127 points by royal0203 1183 days ago
Hi HN, we’re Royal and Vedant, co-founders of CodeParrot (https://www.codeparrot.ai/). CodeParrot automates API testing so developers can speed up release cycles and increase test coverage. It captures production traffic and database state to generate test cases that update with every release.

Here’s a short video that shows how it works: https://www.loom.com/share/dd6c12e23ceb43f587814a2fbc165c1f .

As managers of engineering teams (I was CTO of an ed-tech startup, Vedant was the founding engineer of a unicorn company) both of us faced challenges in enforcing high test coverage. We ended up relying a lot on manual testing but it became hard to scale, and led to reduced velocity and higher production bugs. This motivated us to build CodeParrot.

How it works: we auto-instrument backend services to capture production traffic. Requests and responses coming to your backend service, as well as the downstream calls made by it like DB calls are stored. As part of your CI pipeline, we replay the captured requests whenever your service is updated. The responses are compared with the responses from production env and regressions are highlighted to the developers. To ensure that the same codebase gives the same response in CI environment and production, we mock all downstream calls with the values from production.

Most tools to record and replay production traffic for the purpose of testing capture traffic on the network layer (as sidecar or through load balancer), CodeParrot instead relies on an instrumentation agent (built on top of OpenTelemetry) to capture traffic, enabling us to capture downstream request/response like database responses which are otherwise encrypted on network layer. This helps us mock downstream calls and compare the response from CI environment vs production environment. Additionally, this helps us sample requests based on code flow and downstream responses which provide better test coverage compared to just relying on API headers & parameters.

Our self-serve product will be out in a few weeks. Meanwhile, we can help you integrate CodeParrot, please reach out at royal@codeparrot.ai or you can choose a slot here - https://tidycal.com/royal1/schedule-demo. We’ll be selling CodeParrot via a subscription model but the details are TBD. In addition, we will be open sourcing the project soon.

If you’ve already tried or are thinking of using tools in this space, we’d love to hear your experience and what you care about most. We look forward to everyone’s comments!

21 comments

Nothing gives you confidence in your system than testing on high variance sample of last 4 months of production traffic.

Especially for rewrites or code refactorings.

I've built this system at many companies myself. Never thought of doing this as a service for others.

Do you issue new sessions and modify the requests?
Modify requests - yes!

New sessions - What is the use case for it? Its definitely possible.

Don't your sessions expire? How do you authenticate to the endpoints?
So true!

> I've built this system at many companies myself.

Interesting! Would I know any of those companies/products?

Amazon has similar systems operating since last 10 years.
Few missing details that are crucial to usage within an organization:

1. what is the type of service instrumentation needed to capture the data? Wonder why this is needed when typically the data is already captured in an APM log? The instrumentation might add performance and security concerns.

2. what is the sampling logic to capture the traffic? It might compromise the fidelity of the test data and give a false sense of test accuracy.

3. what is the duration of data capture? Is it a week's or month's or quarterly data? Meeting 90% coverage on a week's production sample data will provide a false metric.
────────
* **Exercise instructions**:
**a)** According to the CodeParrot thread, what does CodeParrot build its instrumentation agent on top of?
**b)** Condense the paragraph of the CodeParrot thread that begins "How it works:" into a short bulleted list that keeps its main facts.
**c)** Resume the CodeParrot thread from the point where it stops.
────────
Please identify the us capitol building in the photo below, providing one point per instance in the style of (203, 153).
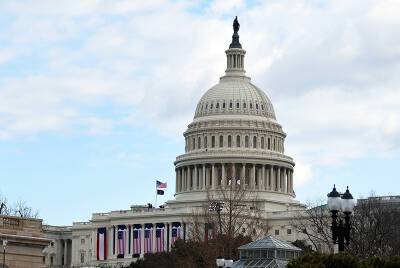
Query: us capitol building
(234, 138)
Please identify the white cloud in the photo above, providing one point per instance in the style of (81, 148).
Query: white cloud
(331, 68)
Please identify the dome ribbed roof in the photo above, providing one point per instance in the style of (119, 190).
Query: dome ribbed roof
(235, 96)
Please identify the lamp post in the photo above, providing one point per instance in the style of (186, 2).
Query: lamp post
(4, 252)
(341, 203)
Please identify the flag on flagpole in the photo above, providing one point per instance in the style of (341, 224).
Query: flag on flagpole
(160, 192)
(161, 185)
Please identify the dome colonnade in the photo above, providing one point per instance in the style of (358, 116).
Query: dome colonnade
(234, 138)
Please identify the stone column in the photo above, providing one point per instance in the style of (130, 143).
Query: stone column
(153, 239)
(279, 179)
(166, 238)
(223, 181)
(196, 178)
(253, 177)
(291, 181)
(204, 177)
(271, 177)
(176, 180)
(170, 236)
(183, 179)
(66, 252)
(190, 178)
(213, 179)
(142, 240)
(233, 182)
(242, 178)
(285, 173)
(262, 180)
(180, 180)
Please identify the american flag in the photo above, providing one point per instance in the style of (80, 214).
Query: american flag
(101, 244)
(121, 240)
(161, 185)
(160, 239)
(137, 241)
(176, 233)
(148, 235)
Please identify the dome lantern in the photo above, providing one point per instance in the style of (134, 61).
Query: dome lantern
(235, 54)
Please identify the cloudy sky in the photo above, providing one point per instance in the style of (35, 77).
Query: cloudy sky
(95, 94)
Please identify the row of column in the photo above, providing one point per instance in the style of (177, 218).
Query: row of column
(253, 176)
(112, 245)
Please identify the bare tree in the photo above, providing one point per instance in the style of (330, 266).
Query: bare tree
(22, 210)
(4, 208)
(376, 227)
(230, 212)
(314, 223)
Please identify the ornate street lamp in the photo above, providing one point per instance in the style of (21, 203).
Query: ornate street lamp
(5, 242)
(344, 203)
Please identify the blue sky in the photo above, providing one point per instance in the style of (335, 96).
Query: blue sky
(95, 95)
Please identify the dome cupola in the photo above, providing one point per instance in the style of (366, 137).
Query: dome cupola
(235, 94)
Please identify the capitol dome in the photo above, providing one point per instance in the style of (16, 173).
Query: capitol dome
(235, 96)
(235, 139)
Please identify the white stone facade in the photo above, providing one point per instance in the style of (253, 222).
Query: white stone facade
────────
* **Outputs by task**:
**a)** OpenTelemetry.

**b)**
- Backend services are auto-instrumented to capture production traffic.
- Incoming requests and responses are stored, along with downstream calls such as database calls.
- Whenever the service is updated, the CI pipeline replays the captured requests.
- Responses are compared with those from production, and regressions are highlighted to developers.
- All downstream calls are mocked with production values so the same codebase gives the same response in CI and production.

**c)**
4. can it faithfully handle data privacy and customer anonymization? This is critical for API's dealing with PCI and other sensitive data.

Yeah, 4 is key. Many privacy regulations stipulate that account data must be deleted within a certain period of time, usually days or less, after a requested account deletion. In this system, all recorded requests would have to be discoverable by the requestor's ID and production systems would have to remember to perform deletions when necessary. Also, this database and all related testing systems would have to be held to production level standards for data access because anyone who can see test data to root cause errors can see people's and business' real, private information. Especially for data controlled and regulated industries like government and health care, this would be a nightmare.

It's a neat idea. These kinds of systems often require lots of care and grooming. Since it's used to retroactively test features after they're in production, there's a repeating process of discovering we're saving data we shouldn't, scrubbing, filtering, anonymization, etc. In most cases, I've watched them eventually get replaced by fuzzers. Still, having a central service used by lots of companies may allow this solution to scale up, develop necessary features to solve these problems and function well. I hope it works out!

> 1. what is the type of service instrumentation needed to capture the data? Wonder why this is needed when typically the data is already captured in an APM log? The instrumentation might add performance and security concerns.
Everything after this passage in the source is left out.